→ Assignment
Filter the data for "piece" and copy matching lines.

Natural language region descriptions:

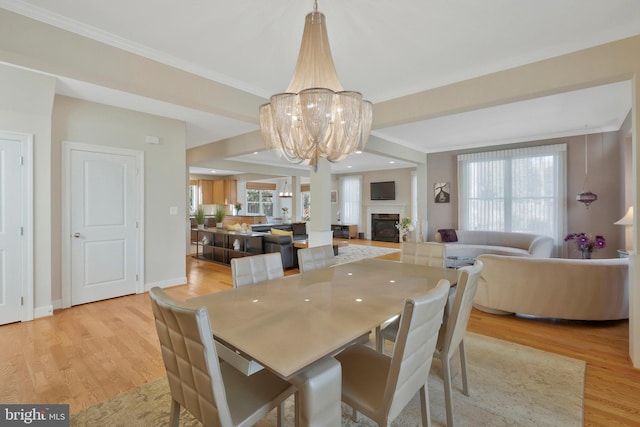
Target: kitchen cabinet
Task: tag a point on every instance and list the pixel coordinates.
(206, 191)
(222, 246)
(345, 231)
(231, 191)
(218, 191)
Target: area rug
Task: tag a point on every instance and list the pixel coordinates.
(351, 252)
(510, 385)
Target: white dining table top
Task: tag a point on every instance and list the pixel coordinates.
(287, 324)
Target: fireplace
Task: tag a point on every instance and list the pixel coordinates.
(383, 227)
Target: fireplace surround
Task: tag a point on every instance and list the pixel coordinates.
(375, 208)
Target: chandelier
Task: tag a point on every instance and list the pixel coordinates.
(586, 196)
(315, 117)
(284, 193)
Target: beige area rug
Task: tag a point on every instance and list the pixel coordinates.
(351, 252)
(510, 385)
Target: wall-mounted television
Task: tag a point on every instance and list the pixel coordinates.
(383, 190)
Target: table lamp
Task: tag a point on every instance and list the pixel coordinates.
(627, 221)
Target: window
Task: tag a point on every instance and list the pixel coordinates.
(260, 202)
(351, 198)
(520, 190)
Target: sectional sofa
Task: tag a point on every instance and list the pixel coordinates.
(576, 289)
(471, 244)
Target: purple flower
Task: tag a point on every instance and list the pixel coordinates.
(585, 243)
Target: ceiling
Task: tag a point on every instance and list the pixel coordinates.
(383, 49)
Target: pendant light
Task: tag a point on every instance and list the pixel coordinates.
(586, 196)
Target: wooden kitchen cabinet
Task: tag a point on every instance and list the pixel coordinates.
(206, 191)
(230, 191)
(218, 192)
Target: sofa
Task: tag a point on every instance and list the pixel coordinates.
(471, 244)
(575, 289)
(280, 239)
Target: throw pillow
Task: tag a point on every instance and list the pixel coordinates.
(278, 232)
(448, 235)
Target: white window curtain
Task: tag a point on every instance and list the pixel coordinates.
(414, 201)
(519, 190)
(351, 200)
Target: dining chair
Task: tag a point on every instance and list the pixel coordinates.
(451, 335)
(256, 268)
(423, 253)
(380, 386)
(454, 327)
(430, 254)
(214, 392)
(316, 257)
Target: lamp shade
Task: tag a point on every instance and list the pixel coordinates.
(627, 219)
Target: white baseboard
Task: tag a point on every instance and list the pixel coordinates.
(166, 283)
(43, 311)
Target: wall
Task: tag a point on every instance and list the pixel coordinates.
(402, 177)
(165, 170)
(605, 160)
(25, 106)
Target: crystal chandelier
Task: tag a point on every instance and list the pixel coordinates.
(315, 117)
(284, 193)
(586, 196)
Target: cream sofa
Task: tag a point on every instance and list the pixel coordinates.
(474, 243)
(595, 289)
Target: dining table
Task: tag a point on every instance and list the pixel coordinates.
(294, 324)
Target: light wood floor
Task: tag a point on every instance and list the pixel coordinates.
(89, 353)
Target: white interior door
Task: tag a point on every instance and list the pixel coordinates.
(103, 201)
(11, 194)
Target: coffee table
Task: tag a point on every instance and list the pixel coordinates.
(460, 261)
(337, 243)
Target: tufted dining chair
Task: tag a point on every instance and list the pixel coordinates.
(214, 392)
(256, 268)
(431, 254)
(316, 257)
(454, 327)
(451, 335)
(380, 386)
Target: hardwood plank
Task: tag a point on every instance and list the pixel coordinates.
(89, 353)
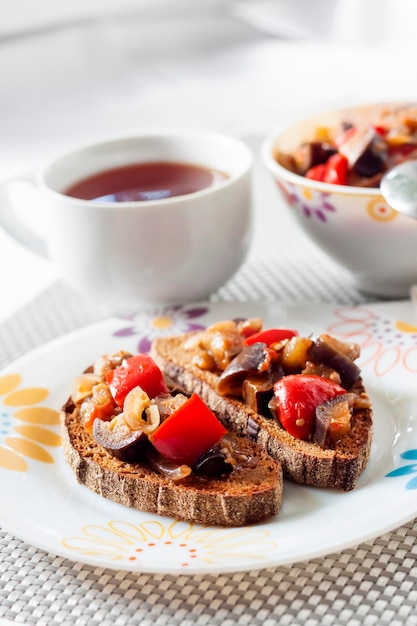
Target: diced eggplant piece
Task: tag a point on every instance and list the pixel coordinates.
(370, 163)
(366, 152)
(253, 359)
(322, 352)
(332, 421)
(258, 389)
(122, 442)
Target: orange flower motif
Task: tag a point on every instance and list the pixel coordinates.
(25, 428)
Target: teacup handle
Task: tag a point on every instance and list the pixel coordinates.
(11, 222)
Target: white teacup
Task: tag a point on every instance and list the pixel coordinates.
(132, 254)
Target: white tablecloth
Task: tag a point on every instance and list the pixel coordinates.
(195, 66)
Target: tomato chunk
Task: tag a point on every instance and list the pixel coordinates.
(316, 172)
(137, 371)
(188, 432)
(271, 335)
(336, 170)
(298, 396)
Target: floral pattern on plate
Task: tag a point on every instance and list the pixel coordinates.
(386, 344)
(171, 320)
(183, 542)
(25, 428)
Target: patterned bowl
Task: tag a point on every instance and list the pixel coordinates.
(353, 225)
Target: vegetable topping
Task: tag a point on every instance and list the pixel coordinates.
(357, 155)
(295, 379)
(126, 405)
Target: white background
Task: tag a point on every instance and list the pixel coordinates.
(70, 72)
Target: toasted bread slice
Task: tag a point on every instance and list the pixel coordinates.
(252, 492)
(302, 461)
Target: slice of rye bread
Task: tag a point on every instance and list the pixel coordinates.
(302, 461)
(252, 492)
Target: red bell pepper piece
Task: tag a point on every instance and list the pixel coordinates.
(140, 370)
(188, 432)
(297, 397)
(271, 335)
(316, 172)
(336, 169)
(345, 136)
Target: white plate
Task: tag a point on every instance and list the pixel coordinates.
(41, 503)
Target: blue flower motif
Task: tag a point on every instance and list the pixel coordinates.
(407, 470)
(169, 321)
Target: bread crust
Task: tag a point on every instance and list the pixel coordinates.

→ Expected output
Target: diced eggplant piece
Target: red bell pepper piece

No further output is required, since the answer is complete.